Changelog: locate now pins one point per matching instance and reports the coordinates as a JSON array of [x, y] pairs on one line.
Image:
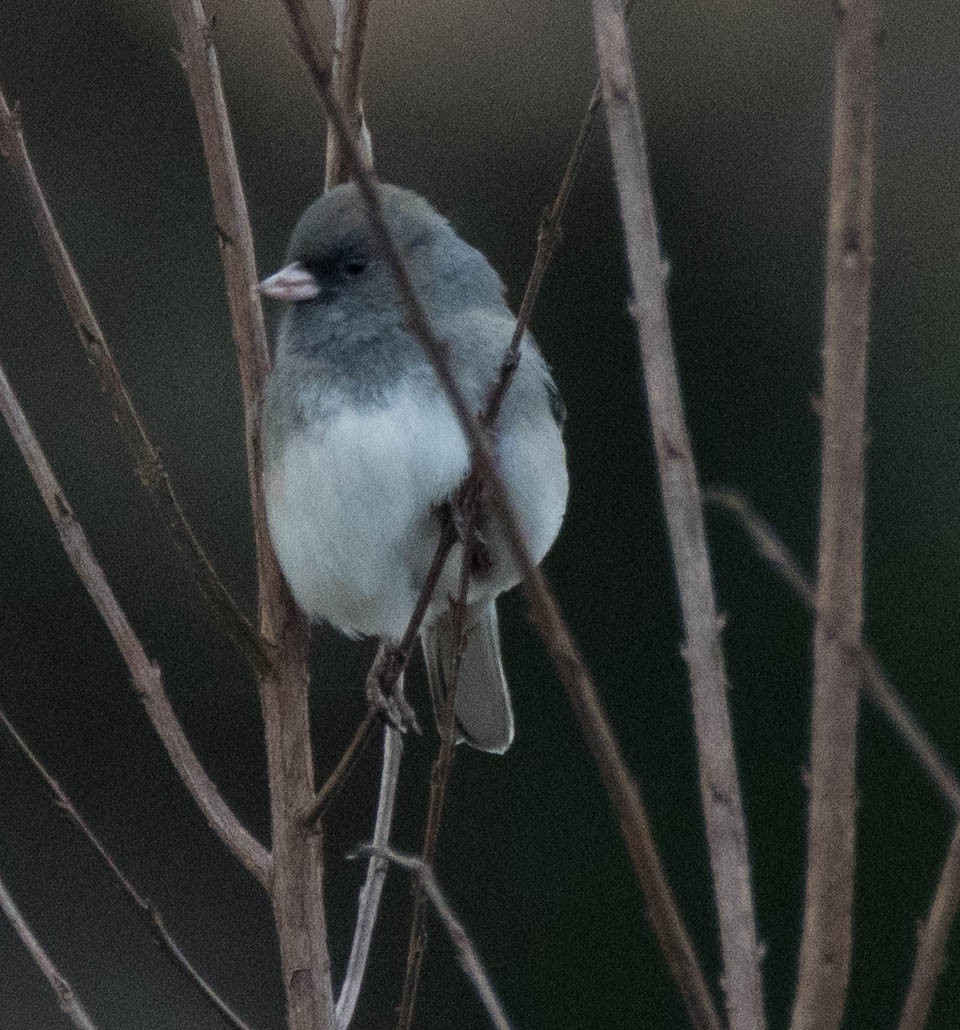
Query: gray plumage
[[362, 449]]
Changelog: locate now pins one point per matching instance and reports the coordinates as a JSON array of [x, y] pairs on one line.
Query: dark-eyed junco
[[362, 449]]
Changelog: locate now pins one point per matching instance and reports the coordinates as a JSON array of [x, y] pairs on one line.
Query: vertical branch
[[369, 903], [467, 952], [146, 460], [143, 674], [726, 831], [298, 886], [350, 36], [69, 1002], [826, 942], [443, 765], [621, 788], [142, 905]]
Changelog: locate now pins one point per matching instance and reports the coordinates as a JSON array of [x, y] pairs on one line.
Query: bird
[[364, 456]]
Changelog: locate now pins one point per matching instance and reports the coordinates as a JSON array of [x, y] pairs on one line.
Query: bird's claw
[[385, 692]]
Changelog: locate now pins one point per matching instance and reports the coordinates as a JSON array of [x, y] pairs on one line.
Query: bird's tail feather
[[484, 715]]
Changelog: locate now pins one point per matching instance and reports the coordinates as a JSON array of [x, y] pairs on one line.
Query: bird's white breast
[[349, 503]]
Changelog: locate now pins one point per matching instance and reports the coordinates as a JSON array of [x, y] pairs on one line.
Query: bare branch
[[373, 887], [931, 951], [872, 682], [467, 952], [145, 676], [148, 467], [443, 765], [144, 908], [726, 830], [67, 997], [932, 935], [620, 786], [339, 777], [826, 941], [298, 866], [350, 19]]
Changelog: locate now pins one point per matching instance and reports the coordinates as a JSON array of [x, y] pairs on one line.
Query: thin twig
[[67, 997], [144, 907], [373, 887], [349, 38], [334, 783], [726, 828], [620, 786], [298, 866], [827, 937], [932, 935], [872, 682], [146, 677], [443, 765], [467, 951], [146, 460]]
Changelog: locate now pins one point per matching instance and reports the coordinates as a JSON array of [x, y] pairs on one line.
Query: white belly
[[350, 508]]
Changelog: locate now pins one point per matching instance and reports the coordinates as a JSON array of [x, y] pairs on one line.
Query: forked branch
[[298, 865], [467, 952], [143, 907], [621, 787], [148, 467], [145, 676]]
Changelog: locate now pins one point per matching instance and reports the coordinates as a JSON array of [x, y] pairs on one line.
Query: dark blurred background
[[476, 105]]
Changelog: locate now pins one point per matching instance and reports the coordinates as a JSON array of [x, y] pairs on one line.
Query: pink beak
[[292, 283]]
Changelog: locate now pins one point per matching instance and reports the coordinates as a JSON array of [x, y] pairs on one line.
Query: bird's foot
[[385, 690]]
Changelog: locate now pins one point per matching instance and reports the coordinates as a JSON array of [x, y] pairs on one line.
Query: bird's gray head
[[334, 258]]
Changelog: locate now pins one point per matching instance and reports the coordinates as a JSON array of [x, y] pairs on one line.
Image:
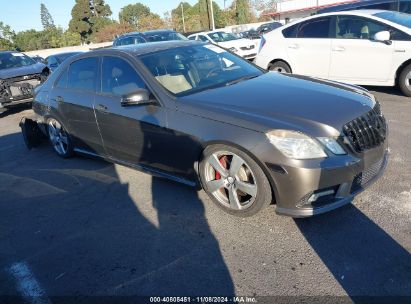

- - - - -

Task description:
Reproduce the records verbatim from the start through the line containing "[[349, 503]]", inclusive. Omit the pictures.

Finished answer:
Changelog: locate now pins one point per matching instance and reports the coordinates as a JSON array of [x, y] pairs on one line.
Image:
Query: gray plumage
[[362, 449]]
Changelog: locate now pins one point per matching instance and reports the coordinates as a JSON array of [x, y] pairs on one line.
Query: dark-eyed junco
[[362, 449]]
Changelog: locate now pins one point per matching instance and reports the coordinates as a JSON array of [x, y] pairs on one line.
Query: vertical branch
[[369, 903], [467, 952], [146, 460], [143, 674], [726, 831], [298, 886], [350, 36], [69, 1002], [826, 942], [443, 765], [621, 788], [142, 905]]
Changelog: locate now pins one point per matching instance and reports the coordinates as a JSON array of [x, y] pairs on one line.
Query: bird
[[364, 456]]
Changelog: locate now pins one point per matching instance and reports the coordinates as a JSON array of [x, y] pairs on one line.
Query: bird's claw
[[385, 692]]
Changelog: locate now pins one point per matching instance and reports the coordinates as a JSON array of [x, y] pairs on one line.
Query: bird's tail feather
[[484, 715]]
Changelog: locate now pins one point per matching instance and reports the coordinates as a JSON array of [x, y] pairs on one line.
Query: bird's white breast
[[349, 503]]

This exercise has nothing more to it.